- **EXERCISE OBJECTIVE**: Repeat every record below exactly, omitting any pictures.

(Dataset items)
********

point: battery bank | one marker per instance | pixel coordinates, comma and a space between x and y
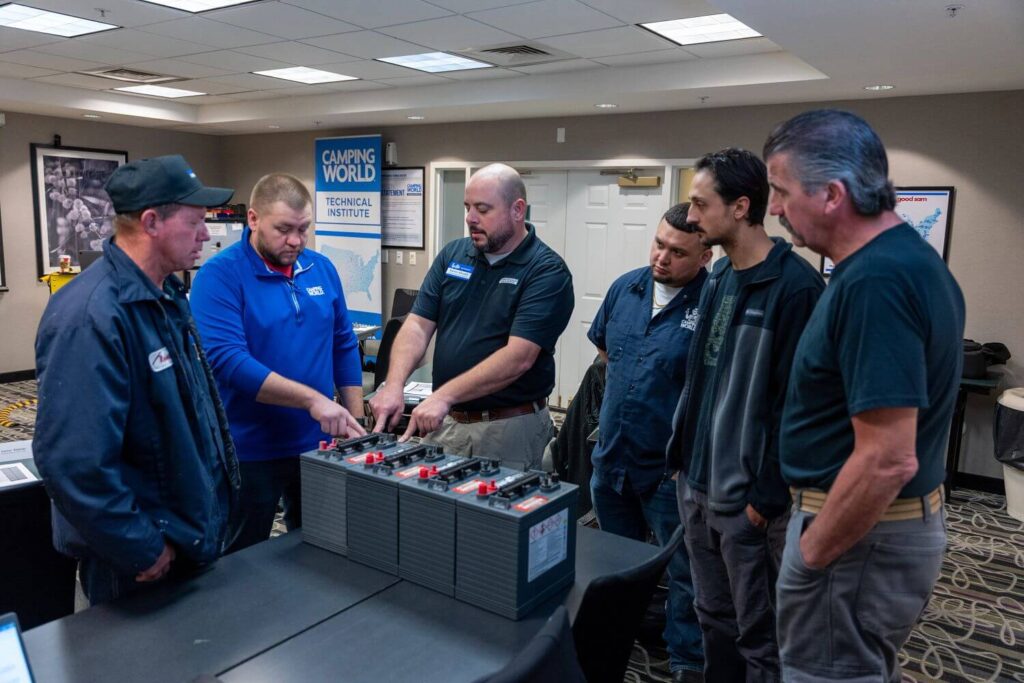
515, 542
323, 475
372, 505
427, 518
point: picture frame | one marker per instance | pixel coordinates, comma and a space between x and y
73, 211
927, 209
402, 208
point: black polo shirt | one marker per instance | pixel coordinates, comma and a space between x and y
477, 306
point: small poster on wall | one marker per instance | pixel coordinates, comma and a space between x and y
928, 210
401, 208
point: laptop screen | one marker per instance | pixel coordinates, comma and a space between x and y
13, 660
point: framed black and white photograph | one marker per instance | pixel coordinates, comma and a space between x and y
73, 211
928, 210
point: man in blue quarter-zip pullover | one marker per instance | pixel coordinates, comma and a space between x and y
276, 330
643, 332
725, 439
131, 439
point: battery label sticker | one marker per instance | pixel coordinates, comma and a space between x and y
409, 472
531, 503
549, 542
468, 486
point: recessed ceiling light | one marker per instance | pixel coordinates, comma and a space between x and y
305, 75
198, 5
30, 18
435, 62
711, 29
159, 91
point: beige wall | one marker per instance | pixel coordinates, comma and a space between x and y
23, 305
971, 141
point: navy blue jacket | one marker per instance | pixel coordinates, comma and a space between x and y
645, 376
131, 439
740, 465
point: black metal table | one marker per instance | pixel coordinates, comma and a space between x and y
285, 610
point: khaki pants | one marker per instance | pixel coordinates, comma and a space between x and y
518, 441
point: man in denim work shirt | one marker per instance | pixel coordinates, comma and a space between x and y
643, 332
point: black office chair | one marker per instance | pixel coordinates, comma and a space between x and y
610, 612
548, 657
384, 350
402, 302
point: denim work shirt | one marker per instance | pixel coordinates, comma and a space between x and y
645, 376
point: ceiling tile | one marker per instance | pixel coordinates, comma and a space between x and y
245, 82
51, 61
655, 57
15, 39
370, 70
376, 13
205, 32
296, 53
367, 44
80, 50
232, 61
8, 70
624, 40
412, 81
178, 68
463, 6
280, 19
732, 48
452, 33
81, 81
146, 43
547, 17
119, 12
557, 67
653, 10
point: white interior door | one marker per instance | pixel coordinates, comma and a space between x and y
608, 231
547, 200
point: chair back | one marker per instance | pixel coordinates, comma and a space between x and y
402, 302
384, 350
610, 612
548, 657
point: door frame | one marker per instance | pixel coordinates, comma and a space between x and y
670, 175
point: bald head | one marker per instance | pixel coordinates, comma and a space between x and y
507, 179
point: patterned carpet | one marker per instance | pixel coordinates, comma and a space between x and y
972, 631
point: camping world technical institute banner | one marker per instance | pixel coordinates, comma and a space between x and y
348, 218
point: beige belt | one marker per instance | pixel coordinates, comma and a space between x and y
812, 500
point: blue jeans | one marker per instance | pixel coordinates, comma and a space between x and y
630, 514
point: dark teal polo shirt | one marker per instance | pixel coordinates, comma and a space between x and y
887, 333
477, 306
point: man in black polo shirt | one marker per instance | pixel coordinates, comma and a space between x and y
498, 300
867, 411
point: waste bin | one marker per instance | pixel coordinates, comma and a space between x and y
1009, 438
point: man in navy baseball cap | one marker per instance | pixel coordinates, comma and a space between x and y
137, 458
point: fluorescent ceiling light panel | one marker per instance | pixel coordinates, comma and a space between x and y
435, 62
159, 91
199, 5
306, 75
30, 18
711, 29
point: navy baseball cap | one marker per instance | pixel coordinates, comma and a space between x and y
160, 180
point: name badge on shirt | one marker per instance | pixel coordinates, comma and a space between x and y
459, 270
160, 359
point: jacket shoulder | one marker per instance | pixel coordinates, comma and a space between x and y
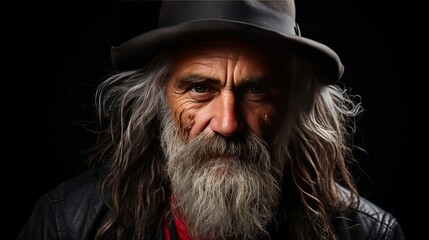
72, 210
369, 221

********

- **REPLY**:
point: battery bank | one marker per instance | pixel coordinates, comma and a space between x and y
515, 542
323, 475
372, 505
427, 518
point: picture frame | one marker per instance | pixel coordinates, comma and a space between x and y
73, 211
927, 209
402, 208
point: black polo shirt | one marker per instance | pixel coordinates, comma and a space between x and y
477, 306
point: small poster on wall | one marker per instance | pixel coordinates, comma and a space between x and y
928, 210
401, 208
point: laptop screen | one marker per instance | pixel coordinates, comma and a space between x and y
13, 660
point: framed black and white photograph | one marker per instance | pixel coordinates, comma and a space between x and y
73, 211
928, 210
point: man in blue quarter-zip pullover | one marker per instance | pixel coordinates, comma and a space between x and y
276, 330
643, 332
725, 439
131, 439
point: battery label sticker | one marker per instance | pixel coordinates, comma and a space between x and y
409, 472
531, 503
549, 542
468, 486
point: recessed ceiling light | one marker per instance | pixel coordinates, comma and a space between x and y
305, 75
198, 5
30, 18
435, 62
711, 29
159, 91
point: beige wall | one marker per instance | pixel coordinates, comma and a space between x and y
23, 305
971, 141
point: navy blue jacket | one marker per instance | pixel coordinates, comma and a space between x and y
645, 376
131, 439
740, 465
point: black metal table | one marker per instance | pixel coordinates, comma and a space between x and y
285, 610
point: khaki pants | one marker per instance | pixel coordinates, comma and a space between x and y
518, 441
point: man in denim work shirt | one marker per instance | pixel coordinates, comma and a space between x and y
643, 332
point: black office chair | one marker per instance | pixel coordinates, comma and a space between x and y
610, 612
548, 657
384, 350
402, 302
point: denim work shirt | one marker per instance | pixel coordinates, comma and a space between x and y
645, 376
point: ceiling tile | one marker per instance | pixel coordinates, comma and a space between x and y
245, 82
51, 61
655, 57
15, 39
370, 70
376, 13
205, 32
296, 53
367, 44
80, 50
232, 61
8, 70
624, 40
412, 81
178, 68
463, 6
280, 19
732, 48
452, 33
81, 81
146, 43
547, 17
119, 12
557, 67
653, 10
point: white interior door | one marker per instance | pixel coordinates, comma and a space between x and y
608, 231
547, 200
point: chair back | one marker per instance | pixel coordinates, comma and a space between x and y
402, 302
384, 350
610, 612
548, 657
point: door frame | one marker per instance | pixel coordinates, comma and a space between x and y
670, 175
point: bald head | one marker per instance | pixel coordinates, comma and a space between x and y
507, 179
point: patterned carpet | one marker per instance | pixel coordinates, comma and a space between x and y
972, 631
point: camping world technical institute banner | one marker per instance | pixel coordinates, comma and a space between x and y
348, 218
point: beige belt | one marker per instance | pixel coordinates, comma and a space between x and y
812, 500
point: blue jeans | one marker per instance | pixel coordinates, comma and a space between x and y
630, 514
point: dark teal polo shirt | one marker per instance | pixel coordinates, comma and a space between x and y
887, 333
477, 306
point: man in black polo shirt | one marker per instance | pixel coordinates, comma and a space between x and y
498, 300
867, 411
point: waste bin | one marker per instance | pixel coordinates, comma and a space between x and y
1009, 438
point: man in navy baseball cap | one marker per instance | pixel coordinates, comma and a space between x and y
137, 458
point: fluorescent ceiling light panel | one marker per instance | pixel coordinates, comma and a space between x and y
435, 62
159, 91
199, 5
306, 75
30, 18
711, 29
point: navy baseball cap | one marker per instance | pixel coordinates, comma and a space between x and y
160, 180
point: name badge on shirt | one marker per instance | pixel coordinates, comma and a space between x and y
459, 270
160, 359
point: jacket shoulder | one marker per instance | pixel coordinates, comma and a space between x and y
72, 210
369, 221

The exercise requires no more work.